### Your instructions:
The data below should be copied over with complete accuracy.

### Data listing:
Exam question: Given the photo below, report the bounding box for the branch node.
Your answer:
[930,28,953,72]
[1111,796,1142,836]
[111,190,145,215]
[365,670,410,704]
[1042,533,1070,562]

### Solved problem:
Exam question: Given the photo below, report the bounding box for the branch node.
Your answer:
[930,28,953,72]
[1111,796,1142,836]
[111,190,145,215]
[365,670,410,704]
[1042,533,1070,562]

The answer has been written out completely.